Your instructions:
Nothing should differ. Repeat every record as written.

........

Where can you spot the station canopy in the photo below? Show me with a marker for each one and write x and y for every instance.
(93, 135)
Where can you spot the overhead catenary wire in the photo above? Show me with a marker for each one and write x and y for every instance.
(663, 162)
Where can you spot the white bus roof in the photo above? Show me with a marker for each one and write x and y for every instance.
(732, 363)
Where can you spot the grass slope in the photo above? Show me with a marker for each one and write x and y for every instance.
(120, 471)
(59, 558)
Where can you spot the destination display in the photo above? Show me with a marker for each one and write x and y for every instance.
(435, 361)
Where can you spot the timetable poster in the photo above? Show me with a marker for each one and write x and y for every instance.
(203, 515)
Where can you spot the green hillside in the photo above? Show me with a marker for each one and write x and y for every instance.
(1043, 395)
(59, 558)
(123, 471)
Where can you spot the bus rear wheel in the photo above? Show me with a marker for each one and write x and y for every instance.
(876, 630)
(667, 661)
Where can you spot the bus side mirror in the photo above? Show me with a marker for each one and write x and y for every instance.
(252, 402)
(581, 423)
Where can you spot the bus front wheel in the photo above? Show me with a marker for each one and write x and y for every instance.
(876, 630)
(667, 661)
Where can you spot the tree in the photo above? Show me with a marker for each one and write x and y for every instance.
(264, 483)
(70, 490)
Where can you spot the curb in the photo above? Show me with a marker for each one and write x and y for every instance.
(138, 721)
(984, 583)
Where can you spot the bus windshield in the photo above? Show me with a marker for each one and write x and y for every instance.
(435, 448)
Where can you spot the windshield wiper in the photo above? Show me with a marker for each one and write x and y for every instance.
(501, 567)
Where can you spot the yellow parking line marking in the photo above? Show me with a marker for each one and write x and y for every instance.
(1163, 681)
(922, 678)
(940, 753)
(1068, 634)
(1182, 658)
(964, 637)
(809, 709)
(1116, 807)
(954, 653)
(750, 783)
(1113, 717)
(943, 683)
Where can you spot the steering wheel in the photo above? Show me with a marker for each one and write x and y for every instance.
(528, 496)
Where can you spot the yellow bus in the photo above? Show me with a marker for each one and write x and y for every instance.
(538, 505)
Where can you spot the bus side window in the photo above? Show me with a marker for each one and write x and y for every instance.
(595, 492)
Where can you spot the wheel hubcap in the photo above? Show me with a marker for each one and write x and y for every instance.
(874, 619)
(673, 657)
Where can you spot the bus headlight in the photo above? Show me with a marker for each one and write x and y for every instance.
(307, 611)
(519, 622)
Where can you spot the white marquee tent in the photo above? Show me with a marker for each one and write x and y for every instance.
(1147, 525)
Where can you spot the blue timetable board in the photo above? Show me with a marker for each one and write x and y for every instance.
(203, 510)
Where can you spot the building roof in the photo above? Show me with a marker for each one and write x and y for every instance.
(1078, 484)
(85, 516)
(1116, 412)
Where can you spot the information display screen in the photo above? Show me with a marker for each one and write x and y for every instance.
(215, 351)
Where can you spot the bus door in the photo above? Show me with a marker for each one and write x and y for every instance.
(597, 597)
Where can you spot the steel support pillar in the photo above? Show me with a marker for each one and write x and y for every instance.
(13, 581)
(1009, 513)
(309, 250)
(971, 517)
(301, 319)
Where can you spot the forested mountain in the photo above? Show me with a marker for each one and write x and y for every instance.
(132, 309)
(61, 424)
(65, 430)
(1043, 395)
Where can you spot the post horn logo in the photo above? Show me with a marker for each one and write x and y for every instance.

........

Solution for this exercise:
Where can you spot the station canopy in the photo below? Show me with a marker for each one and write x and y for every instance.
(93, 135)
Where can you spot the overhead catenary wire in the photo above? Show me with a marker for each one and write x and y for every instance.
(663, 162)
Where can you spot the white bus roof in the photo above? Show me with a marker for each one and write x and y for every instance.
(732, 363)
Where can you spot the grass slope in the photo above? Show me with a marker for each one and write x and y for every instance.
(120, 471)
(59, 558)
Where can you spot the destination display in the photo above? Show me with a marker for each one and write x and y for every instance.
(435, 361)
Where can you spot the timetable poster in the photo above? Show me with a marker for each one and write x and y for every instance.
(203, 515)
Where can you spot the green hillside in the photo above? Show me with a marker for each one and write x and y for every instance.
(1043, 395)
(59, 558)
(123, 471)
Where can you spot the bus rear wheel in the photo above? Show me with a marker for each one and write x and y for every instance.
(876, 630)
(667, 661)
Where can you spot the bus side mirror in the photo above? Show me with a marker for each one and write x and y for every instance.
(252, 402)
(581, 423)
Where can you spot the bus front wheel in the photo above? Show me with a marker for each one and write x and y for every instance.
(876, 630)
(667, 661)
Where can you spot the tree in the photo above? Show me with a marker for each one and write x and y for every instance.
(264, 483)
(70, 490)
Where can you spot the curb in the photo above? Show me with a marker for each one and write x and y for every instance.
(138, 721)
(984, 583)
Where can you spot the bus windshield in the photo above? Show me with a marker for each one and write x and y for every instance.
(435, 448)
Where can you spot the windshield wiper in the photo above? Show me with a marker for each one and write x and y for every instance.
(501, 567)
Where can you spot the yellow parking line marking in the photo above? Show me with a marker for each one and write x and y for every instance.
(1163, 681)
(922, 678)
(940, 753)
(1068, 634)
(1182, 658)
(964, 637)
(809, 709)
(1116, 807)
(954, 653)
(750, 783)
(1113, 717)
(943, 683)
Where can you spot the steering wheel in the photo above? Show me with a marker for each one and write x and y for every instance.
(528, 496)
Where can you spot the yellow bus in the photo above? Show me with a marker for each one and write x and y for every instance.
(538, 505)
Where can you spot the bus side window in the photo above? Show me with a marker for each one and write x and y for every instance.
(595, 492)
Where can you spot the wheel hubcap in the photo above? Show me with a marker for each one and write x and y for every instance.
(874, 619)
(673, 657)
Where can you spot the bus headlight in the photo above? Show me with a marker for each one and write x and y for every instance.
(307, 611)
(519, 622)
Where can you spot the white marquee tent in the photo above? Show me with a marker for each one and write x and y for every instance.
(1147, 525)
Where can you spot the blue timetable board in the photo above? Show me with a marker for each one and write x and y for every instance.
(203, 510)
Where can you spot the building roof in the photo above? Show me with a marker for each one and write x and y for every instance.
(1078, 484)
(85, 516)
(1116, 412)
Where can you spot the information display screen in the photo above? Show me with a marker for each one and write x and y for every instance.
(215, 351)
Where can you spot the bus door in the photo above? Show me with a marker for each one and write x and y for every instance.
(597, 597)
Where can you spot the steel support pillar in the photo above? Show me with a marker for each one and write x and y for every instance.
(13, 581)
(1009, 513)
(309, 250)
(971, 517)
(301, 319)
Where can you spot the forested mountain in the photo above? Show me with a marker for each one and write x and y for every instance.
(132, 309)
(61, 424)
(65, 430)
(1043, 395)
Where can you spot the post horn logo in the photo above? Show me with a marker for each one and write x and y for every instance.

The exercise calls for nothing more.